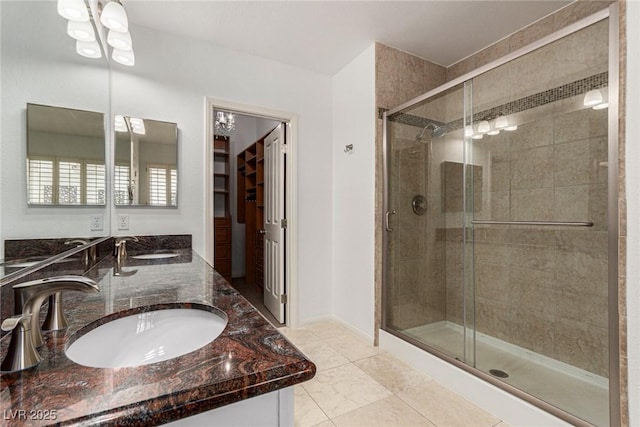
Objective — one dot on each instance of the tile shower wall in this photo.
(545, 289)
(399, 78)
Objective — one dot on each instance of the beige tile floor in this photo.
(357, 384)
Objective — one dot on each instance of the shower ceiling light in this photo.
(82, 31)
(73, 10)
(88, 49)
(593, 97)
(119, 40)
(483, 127)
(501, 122)
(114, 17)
(468, 130)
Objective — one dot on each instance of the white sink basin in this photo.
(154, 256)
(146, 338)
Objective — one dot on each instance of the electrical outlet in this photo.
(123, 222)
(96, 222)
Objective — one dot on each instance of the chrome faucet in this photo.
(25, 326)
(21, 354)
(121, 248)
(29, 296)
(55, 319)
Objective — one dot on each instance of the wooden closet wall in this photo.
(250, 208)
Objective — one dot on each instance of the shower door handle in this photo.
(386, 220)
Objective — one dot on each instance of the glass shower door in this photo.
(425, 227)
(540, 255)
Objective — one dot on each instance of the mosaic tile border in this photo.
(548, 96)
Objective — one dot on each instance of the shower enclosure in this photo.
(498, 190)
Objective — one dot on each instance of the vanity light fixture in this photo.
(119, 124)
(73, 10)
(124, 57)
(88, 49)
(114, 17)
(137, 125)
(81, 30)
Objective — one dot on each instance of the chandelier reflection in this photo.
(225, 122)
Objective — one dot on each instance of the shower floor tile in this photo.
(575, 391)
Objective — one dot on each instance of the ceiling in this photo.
(324, 36)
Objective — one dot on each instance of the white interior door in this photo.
(274, 155)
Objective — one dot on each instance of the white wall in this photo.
(170, 81)
(39, 65)
(353, 186)
(633, 208)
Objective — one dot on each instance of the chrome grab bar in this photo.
(386, 220)
(542, 223)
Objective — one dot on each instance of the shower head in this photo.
(436, 131)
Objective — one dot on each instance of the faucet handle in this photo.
(29, 296)
(55, 319)
(13, 322)
(21, 354)
(120, 245)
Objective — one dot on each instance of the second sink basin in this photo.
(147, 337)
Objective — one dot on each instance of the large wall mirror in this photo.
(65, 156)
(39, 65)
(146, 162)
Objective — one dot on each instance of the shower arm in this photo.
(386, 220)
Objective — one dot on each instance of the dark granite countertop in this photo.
(249, 358)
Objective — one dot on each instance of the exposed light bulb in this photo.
(593, 97)
(119, 40)
(82, 31)
(114, 17)
(73, 10)
(88, 49)
(124, 57)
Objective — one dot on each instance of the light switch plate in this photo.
(96, 222)
(123, 222)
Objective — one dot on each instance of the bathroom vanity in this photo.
(245, 374)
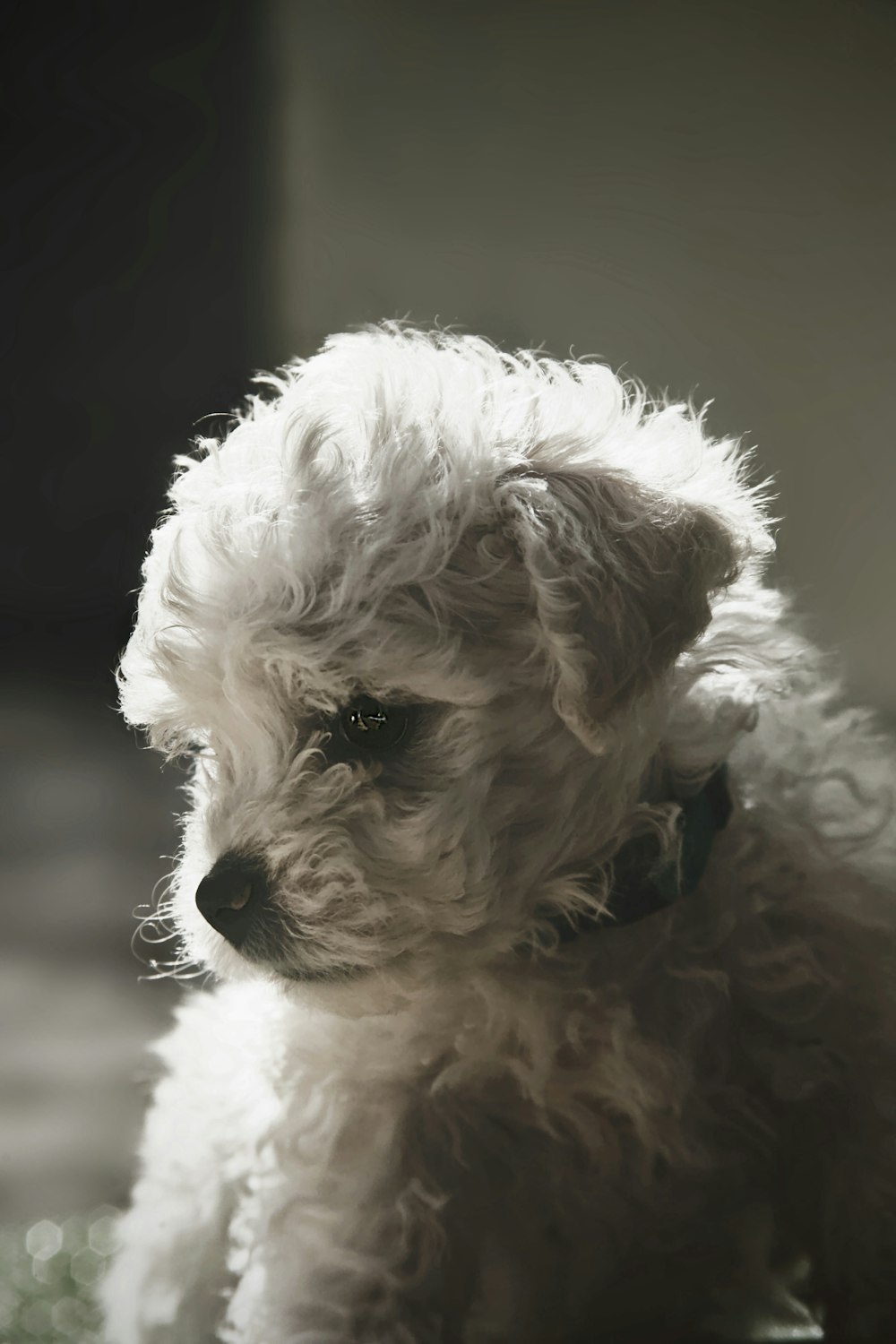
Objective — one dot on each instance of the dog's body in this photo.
(458, 636)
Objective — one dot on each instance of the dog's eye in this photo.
(373, 726)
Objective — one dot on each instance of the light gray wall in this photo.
(702, 193)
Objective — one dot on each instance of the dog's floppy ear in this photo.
(621, 581)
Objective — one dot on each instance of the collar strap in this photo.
(638, 892)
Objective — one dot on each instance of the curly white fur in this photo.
(418, 1116)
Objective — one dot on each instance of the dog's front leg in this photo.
(351, 1241)
(169, 1277)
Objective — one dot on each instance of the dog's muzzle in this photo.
(233, 897)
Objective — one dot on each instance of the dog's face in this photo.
(416, 618)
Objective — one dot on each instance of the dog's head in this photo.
(417, 617)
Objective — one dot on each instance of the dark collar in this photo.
(638, 889)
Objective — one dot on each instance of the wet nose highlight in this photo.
(231, 895)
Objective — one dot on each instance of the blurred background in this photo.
(699, 191)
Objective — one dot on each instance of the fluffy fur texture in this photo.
(410, 1113)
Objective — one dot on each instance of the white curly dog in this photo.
(547, 878)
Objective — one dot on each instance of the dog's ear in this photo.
(619, 578)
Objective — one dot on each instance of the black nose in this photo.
(233, 894)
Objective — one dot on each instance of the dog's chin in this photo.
(352, 991)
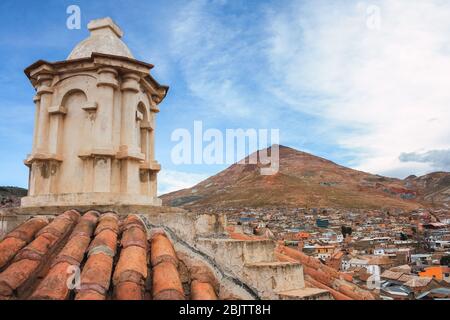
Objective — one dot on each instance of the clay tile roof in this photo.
(387, 274)
(31, 260)
(19, 238)
(112, 254)
(418, 282)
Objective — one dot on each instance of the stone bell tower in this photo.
(94, 126)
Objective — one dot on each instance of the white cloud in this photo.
(391, 84)
(438, 158)
(170, 180)
(214, 52)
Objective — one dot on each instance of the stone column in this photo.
(103, 151)
(103, 130)
(44, 92)
(37, 102)
(55, 129)
(129, 152)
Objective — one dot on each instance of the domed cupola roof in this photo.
(105, 38)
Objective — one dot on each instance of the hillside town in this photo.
(399, 255)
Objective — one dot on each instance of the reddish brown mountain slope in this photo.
(303, 180)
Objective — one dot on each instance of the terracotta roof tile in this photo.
(28, 262)
(202, 291)
(166, 282)
(54, 285)
(131, 270)
(162, 250)
(9, 248)
(96, 274)
(41, 269)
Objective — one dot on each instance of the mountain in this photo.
(10, 196)
(305, 180)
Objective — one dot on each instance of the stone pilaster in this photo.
(44, 92)
(129, 151)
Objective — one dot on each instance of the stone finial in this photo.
(103, 24)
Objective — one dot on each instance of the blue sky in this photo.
(364, 84)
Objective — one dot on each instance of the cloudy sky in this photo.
(363, 83)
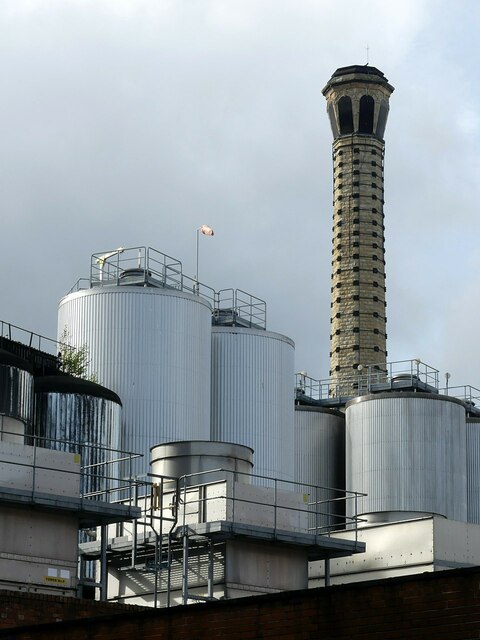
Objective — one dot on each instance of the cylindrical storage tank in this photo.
(176, 459)
(473, 470)
(152, 346)
(82, 417)
(407, 452)
(252, 396)
(16, 397)
(319, 455)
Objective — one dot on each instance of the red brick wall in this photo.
(19, 608)
(440, 606)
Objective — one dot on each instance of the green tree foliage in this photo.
(74, 361)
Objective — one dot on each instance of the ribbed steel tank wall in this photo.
(152, 346)
(81, 417)
(320, 460)
(320, 447)
(407, 452)
(252, 396)
(16, 397)
(473, 470)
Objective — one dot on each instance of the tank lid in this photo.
(201, 447)
(70, 384)
(11, 360)
(403, 394)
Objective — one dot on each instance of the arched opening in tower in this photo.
(345, 115)
(367, 108)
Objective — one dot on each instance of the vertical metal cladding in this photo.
(320, 459)
(407, 451)
(320, 447)
(16, 396)
(81, 417)
(252, 397)
(473, 470)
(152, 347)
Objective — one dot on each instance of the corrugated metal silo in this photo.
(320, 460)
(81, 417)
(473, 470)
(252, 396)
(151, 345)
(407, 452)
(16, 397)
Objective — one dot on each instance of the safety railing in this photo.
(466, 393)
(235, 307)
(255, 500)
(402, 374)
(35, 340)
(148, 267)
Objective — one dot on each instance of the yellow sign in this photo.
(54, 580)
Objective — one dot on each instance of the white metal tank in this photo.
(320, 459)
(176, 459)
(16, 397)
(252, 396)
(81, 417)
(407, 452)
(152, 346)
(473, 470)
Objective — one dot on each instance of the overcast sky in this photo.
(133, 122)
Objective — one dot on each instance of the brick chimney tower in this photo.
(357, 105)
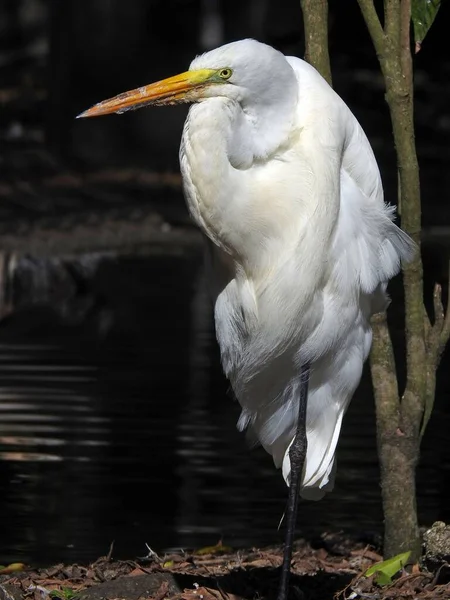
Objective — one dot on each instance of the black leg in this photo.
(297, 455)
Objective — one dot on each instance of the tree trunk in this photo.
(398, 459)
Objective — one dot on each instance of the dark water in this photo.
(118, 427)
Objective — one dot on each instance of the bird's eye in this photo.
(225, 73)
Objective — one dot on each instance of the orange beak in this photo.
(186, 87)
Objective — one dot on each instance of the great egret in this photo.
(281, 179)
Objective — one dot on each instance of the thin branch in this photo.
(392, 21)
(445, 332)
(315, 20)
(405, 44)
(373, 25)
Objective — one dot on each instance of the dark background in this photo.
(114, 418)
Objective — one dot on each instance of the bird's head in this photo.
(247, 72)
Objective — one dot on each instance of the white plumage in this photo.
(282, 180)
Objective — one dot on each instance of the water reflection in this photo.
(126, 433)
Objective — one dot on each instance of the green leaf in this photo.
(384, 571)
(423, 13)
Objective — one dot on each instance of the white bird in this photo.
(280, 177)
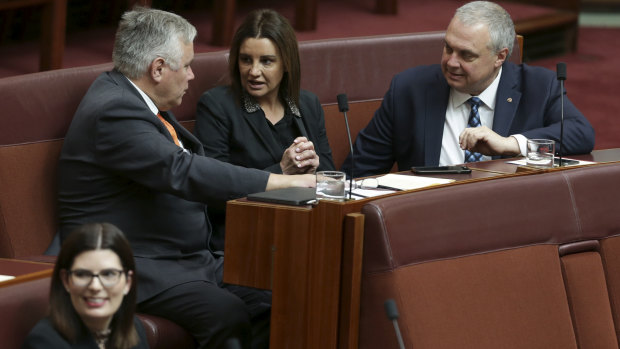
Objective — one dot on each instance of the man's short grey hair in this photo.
(497, 20)
(144, 34)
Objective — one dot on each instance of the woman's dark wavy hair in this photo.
(270, 25)
(66, 320)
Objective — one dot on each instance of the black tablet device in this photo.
(441, 169)
(288, 196)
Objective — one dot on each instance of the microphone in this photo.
(561, 72)
(343, 106)
(392, 313)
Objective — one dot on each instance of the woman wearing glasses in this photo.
(92, 296)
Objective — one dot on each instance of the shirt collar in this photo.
(250, 105)
(488, 96)
(149, 102)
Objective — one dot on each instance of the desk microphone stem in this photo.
(343, 106)
(561, 71)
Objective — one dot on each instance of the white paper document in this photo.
(523, 162)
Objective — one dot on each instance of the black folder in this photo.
(288, 196)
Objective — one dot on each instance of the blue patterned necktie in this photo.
(474, 121)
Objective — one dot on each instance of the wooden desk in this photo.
(310, 257)
(23, 270)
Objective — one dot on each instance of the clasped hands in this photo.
(486, 142)
(300, 158)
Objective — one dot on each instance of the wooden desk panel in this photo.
(310, 257)
(23, 270)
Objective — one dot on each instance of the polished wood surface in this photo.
(23, 270)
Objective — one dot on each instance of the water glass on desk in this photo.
(540, 152)
(330, 185)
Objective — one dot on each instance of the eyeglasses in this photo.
(107, 277)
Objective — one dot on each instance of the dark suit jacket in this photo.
(232, 135)
(408, 127)
(44, 335)
(119, 165)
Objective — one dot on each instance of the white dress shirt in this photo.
(457, 117)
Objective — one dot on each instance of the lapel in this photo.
(507, 100)
(302, 128)
(434, 111)
(261, 130)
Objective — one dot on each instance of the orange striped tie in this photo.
(173, 133)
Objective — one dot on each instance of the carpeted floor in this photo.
(593, 71)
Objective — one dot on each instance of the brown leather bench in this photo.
(522, 262)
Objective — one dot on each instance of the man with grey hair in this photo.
(126, 160)
(472, 106)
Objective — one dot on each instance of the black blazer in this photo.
(44, 335)
(118, 164)
(232, 135)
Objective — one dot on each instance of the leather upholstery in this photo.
(536, 268)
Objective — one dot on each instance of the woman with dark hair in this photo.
(92, 295)
(263, 119)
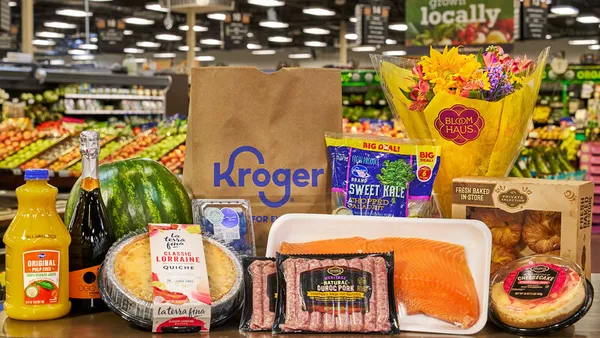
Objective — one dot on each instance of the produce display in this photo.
(132, 149)
(174, 159)
(62, 151)
(13, 141)
(138, 192)
(538, 295)
(28, 152)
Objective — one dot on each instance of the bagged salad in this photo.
(380, 176)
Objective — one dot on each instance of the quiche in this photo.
(126, 284)
(134, 271)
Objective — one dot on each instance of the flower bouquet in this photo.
(476, 107)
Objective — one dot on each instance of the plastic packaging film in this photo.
(477, 137)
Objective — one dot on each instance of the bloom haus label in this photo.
(179, 279)
(459, 124)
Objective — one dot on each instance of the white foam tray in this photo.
(473, 235)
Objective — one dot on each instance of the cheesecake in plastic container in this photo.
(539, 294)
(125, 279)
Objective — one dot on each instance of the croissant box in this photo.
(529, 216)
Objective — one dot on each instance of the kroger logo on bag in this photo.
(262, 177)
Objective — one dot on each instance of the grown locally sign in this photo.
(459, 22)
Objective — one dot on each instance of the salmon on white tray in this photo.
(441, 266)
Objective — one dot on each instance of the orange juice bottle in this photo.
(37, 254)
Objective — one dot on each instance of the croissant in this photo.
(541, 231)
(501, 256)
(505, 227)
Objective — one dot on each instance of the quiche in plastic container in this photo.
(539, 294)
(125, 280)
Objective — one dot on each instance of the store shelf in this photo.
(96, 77)
(113, 97)
(114, 112)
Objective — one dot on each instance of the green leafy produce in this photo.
(396, 173)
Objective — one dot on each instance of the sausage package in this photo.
(260, 294)
(379, 176)
(351, 293)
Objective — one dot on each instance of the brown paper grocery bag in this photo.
(260, 137)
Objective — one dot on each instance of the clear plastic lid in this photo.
(539, 294)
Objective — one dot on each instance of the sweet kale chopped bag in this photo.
(379, 176)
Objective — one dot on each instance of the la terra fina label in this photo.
(181, 294)
(459, 124)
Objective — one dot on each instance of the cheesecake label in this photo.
(535, 281)
(181, 294)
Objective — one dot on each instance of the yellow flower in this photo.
(445, 69)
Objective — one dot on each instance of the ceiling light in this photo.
(280, 39)
(60, 25)
(364, 49)
(394, 53)
(73, 12)
(315, 44)
(186, 48)
(196, 28)
(211, 42)
(39, 42)
(88, 46)
(84, 57)
(147, 44)
(318, 11)
(156, 7)
(204, 58)
(266, 3)
(273, 24)
(139, 21)
(316, 31)
(77, 52)
(165, 55)
(264, 52)
(50, 35)
(588, 19)
(217, 16)
(168, 37)
(401, 27)
(564, 10)
(583, 42)
(133, 50)
(300, 56)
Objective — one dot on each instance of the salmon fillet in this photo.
(433, 278)
(328, 246)
(430, 277)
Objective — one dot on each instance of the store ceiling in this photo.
(291, 13)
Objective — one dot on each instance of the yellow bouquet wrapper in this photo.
(477, 137)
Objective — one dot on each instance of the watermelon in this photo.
(137, 192)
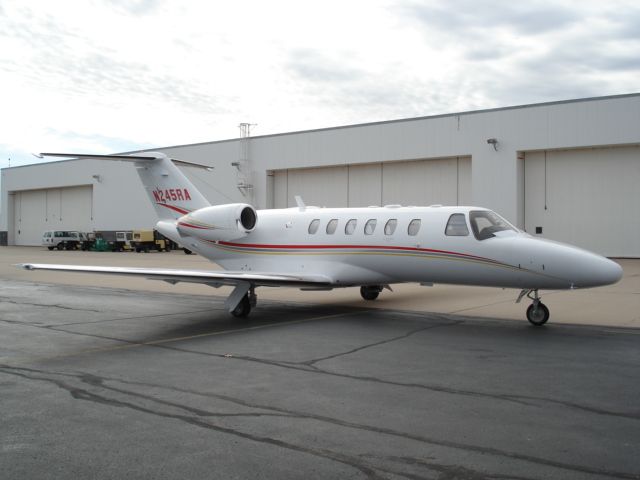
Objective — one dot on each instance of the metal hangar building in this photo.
(569, 171)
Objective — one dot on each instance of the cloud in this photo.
(471, 18)
(135, 7)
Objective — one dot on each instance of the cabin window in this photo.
(414, 227)
(370, 226)
(350, 227)
(486, 223)
(390, 226)
(457, 226)
(313, 226)
(331, 226)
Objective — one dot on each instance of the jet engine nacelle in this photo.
(219, 222)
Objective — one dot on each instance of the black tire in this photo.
(538, 316)
(369, 293)
(243, 309)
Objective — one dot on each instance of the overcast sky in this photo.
(109, 76)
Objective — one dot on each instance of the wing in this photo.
(212, 278)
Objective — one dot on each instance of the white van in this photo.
(63, 240)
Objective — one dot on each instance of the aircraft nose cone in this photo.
(596, 271)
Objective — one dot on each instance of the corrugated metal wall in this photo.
(423, 182)
(586, 197)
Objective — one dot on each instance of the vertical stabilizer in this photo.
(171, 193)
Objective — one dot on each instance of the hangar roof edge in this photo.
(400, 120)
(366, 124)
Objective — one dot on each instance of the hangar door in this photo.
(444, 181)
(36, 211)
(587, 197)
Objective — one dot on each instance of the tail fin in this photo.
(170, 191)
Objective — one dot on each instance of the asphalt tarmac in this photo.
(112, 383)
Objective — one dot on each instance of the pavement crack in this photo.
(99, 382)
(518, 399)
(49, 305)
(311, 363)
(83, 394)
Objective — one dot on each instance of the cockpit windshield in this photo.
(486, 223)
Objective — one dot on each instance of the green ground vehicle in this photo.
(147, 240)
(63, 240)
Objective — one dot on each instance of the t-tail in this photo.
(171, 193)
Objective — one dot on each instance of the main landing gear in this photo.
(242, 300)
(537, 313)
(371, 292)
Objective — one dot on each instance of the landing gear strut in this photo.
(370, 292)
(243, 309)
(537, 313)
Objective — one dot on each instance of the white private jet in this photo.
(325, 248)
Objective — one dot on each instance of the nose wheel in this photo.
(537, 313)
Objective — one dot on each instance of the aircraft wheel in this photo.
(243, 309)
(369, 292)
(538, 314)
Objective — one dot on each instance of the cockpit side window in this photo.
(457, 226)
(390, 226)
(350, 227)
(370, 226)
(414, 227)
(486, 223)
(313, 226)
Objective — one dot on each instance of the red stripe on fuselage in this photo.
(188, 225)
(172, 207)
(329, 247)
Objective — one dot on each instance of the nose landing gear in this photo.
(537, 313)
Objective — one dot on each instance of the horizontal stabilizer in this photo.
(129, 158)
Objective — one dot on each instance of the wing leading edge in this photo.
(212, 278)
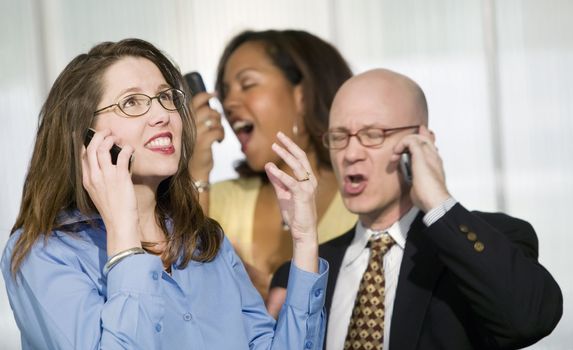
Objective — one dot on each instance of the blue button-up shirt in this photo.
(62, 300)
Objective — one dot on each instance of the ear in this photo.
(299, 99)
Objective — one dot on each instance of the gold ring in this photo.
(305, 178)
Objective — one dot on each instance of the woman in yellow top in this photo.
(270, 81)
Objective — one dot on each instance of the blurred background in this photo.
(497, 74)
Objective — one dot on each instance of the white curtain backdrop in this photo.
(497, 74)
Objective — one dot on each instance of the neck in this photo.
(384, 218)
(146, 203)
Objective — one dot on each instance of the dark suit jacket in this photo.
(469, 281)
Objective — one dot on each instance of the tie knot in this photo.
(381, 244)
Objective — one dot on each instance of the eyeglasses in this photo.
(368, 137)
(138, 104)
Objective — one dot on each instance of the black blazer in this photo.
(469, 281)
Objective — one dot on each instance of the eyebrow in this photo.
(368, 126)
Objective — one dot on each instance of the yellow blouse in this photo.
(232, 204)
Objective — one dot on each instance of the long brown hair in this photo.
(304, 59)
(54, 180)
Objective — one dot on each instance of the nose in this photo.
(232, 101)
(157, 114)
(354, 151)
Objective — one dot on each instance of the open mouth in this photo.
(243, 129)
(354, 184)
(355, 180)
(159, 142)
(241, 126)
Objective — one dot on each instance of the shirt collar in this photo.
(70, 217)
(398, 231)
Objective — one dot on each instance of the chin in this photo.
(357, 205)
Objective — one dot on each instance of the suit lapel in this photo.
(333, 252)
(419, 273)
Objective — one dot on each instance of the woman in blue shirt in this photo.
(111, 250)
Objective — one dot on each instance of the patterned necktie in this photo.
(366, 328)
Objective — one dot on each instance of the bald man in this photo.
(451, 278)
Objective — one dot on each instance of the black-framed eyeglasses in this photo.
(136, 105)
(368, 137)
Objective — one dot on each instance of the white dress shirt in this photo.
(352, 268)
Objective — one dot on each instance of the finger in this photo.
(92, 148)
(124, 157)
(293, 148)
(280, 181)
(85, 169)
(103, 153)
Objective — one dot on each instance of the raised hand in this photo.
(209, 130)
(429, 179)
(296, 195)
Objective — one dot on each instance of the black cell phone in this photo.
(195, 83)
(114, 151)
(406, 167)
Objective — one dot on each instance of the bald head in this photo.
(396, 99)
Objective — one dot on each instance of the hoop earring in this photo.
(295, 129)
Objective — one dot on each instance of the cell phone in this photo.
(406, 167)
(114, 151)
(195, 83)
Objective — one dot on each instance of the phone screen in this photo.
(114, 151)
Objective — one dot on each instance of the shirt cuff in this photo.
(307, 290)
(436, 213)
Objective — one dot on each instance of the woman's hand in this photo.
(111, 190)
(209, 130)
(296, 196)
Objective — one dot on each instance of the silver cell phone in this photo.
(406, 167)
(114, 151)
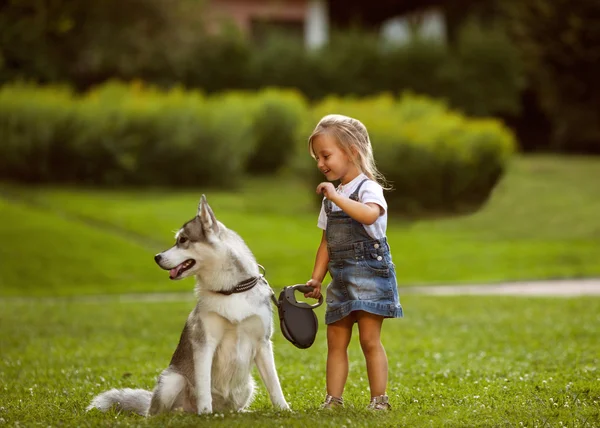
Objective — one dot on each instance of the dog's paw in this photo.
(203, 410)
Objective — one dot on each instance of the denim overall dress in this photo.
(363, 275)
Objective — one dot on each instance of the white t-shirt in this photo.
(370, 191)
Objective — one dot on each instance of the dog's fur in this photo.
(224, 334)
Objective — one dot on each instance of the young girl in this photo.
(355, 251)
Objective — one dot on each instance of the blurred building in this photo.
(312, 19)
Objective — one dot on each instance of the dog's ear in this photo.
(206, 216)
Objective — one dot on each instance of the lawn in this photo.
(454, 361)
(541, 222)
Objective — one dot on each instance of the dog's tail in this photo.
(127, 399)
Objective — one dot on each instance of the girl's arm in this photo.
(320, 269)
(363, 213)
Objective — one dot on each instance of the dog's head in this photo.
(196, 244)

- **DO THIS**:
Return exactly the lines from the line bearing "Objective — one dot on each instance of the white t-shirt" to the end of the records, inclusive of both; include no other lines.

- **EXERCISE ANSWER**:
Objective — one dot on each instance of the white t-shirt in this photo.
(370, 191)
Objective — one dot on each instance of the dog's fur in this photo.
(224, 334)
Objective — one dot on each instance of the young girl in this photo.
(355, 251)
Objective — one dot on each instance of the blurred building in this photo.
(312, 19)
Objective — one dot on each instance of the dog's ear in this photo.
(206, 216)
Objective — one dot on each instance of the lawn in this photo.
(454, 361)
(541, 222)
Objective — one dot on each instance of the dog's tail in this photo.
(127, 399)
Objective — one dot on each instance of the girl's arm in this photo.
(320, 269)
(363, 213)
Objective — one dot on each instance of the dog's head in this photo.
(196, 244)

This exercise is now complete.